# [SELECTION]
>>>>>

The agent runs inside the cluster and has outbound access back to the control plane. This architecture significantly reduces network traffic between the control plane and the cluster. The security concerns are gone since it does not require direct cluster access or admin credentials. The agent is running with a service account in your managed cluster, talking directly to the API server over the cluster network. It even enables an external Argo CD instance to connect to clusters where exposing them is challenging, like a cluster on your laptop.
The agent architecture enables the Akuity Platform to delegate repo-server, applicationset-controller, and image-updater functions to a specific cluster. This flexibility allows for easy access to a private internal Git server, or secure local access to special cluster fit for these components.
The Akuity Platform simplifies the experience of operating Argo CD. There's no longer a need for a dedicated management cluster to host it. The Akuity Platform will host the Argo CD instance and the CRDs. The configurations can be managed declaratively using the akuity
CLI. You can also use the wizards in the dashboard to craft configurations typically represented in complex YAML files, like notification services. The automatic snapshotting and disaster recovery features of the Akuity Platform eliminate the "single point of failure" concern.
Thanks to the scalability of a single Argo CD instance on the Akuity Platform, it's possible to use a single instance for everything. This creates the perfect architecture to take advantage of the ApplicationSet cluster
generator. Every agent deployed to your managed clusters is registered in Argo CD, making it available to the generator. By simply deploying an agent to your cluster, Argo CD can bootstrap it with any Applications using the ApplicationSet.

<<<<<

# [DATA EXCERPT]
>>>>>

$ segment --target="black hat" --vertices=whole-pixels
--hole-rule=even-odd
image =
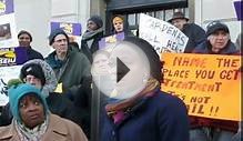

<<<<<

# [WHAT THIS EXERCISE ASKS]
(A) Reproduce everything in the Argo CD passage above, from "Thanks to the" down to "using the ApplicationSet.".
(B) According to the Argo CD passage, which features of the Akuity Platform eliminate the "single point of failure" concern?
(C) Translate this sentence from the Argo CD passage into Spanish: "The Akuity Platform simplifies the experience of operating Argo CD."

# [ANSWERS PER TASK]
(A)
Thanks to the scalability of a single Argo CD instance on the Akuity Platform, it's possible to use a single instance for everything. This creates the perfect architecture to take advantage of the ApplicationSet cluster
generator. Every agent deployed to your managed clusters is registered in Argo CD, making it available to the generator. By simply deploying an agent to your cluster, Argo CD can bootstrap it with any Applications using the ApplicationSet.

(B) Its automatic snapshotting and disaster recovery features.

(C) La Akuity Platform simplifica la experiencia de operar Argo CD.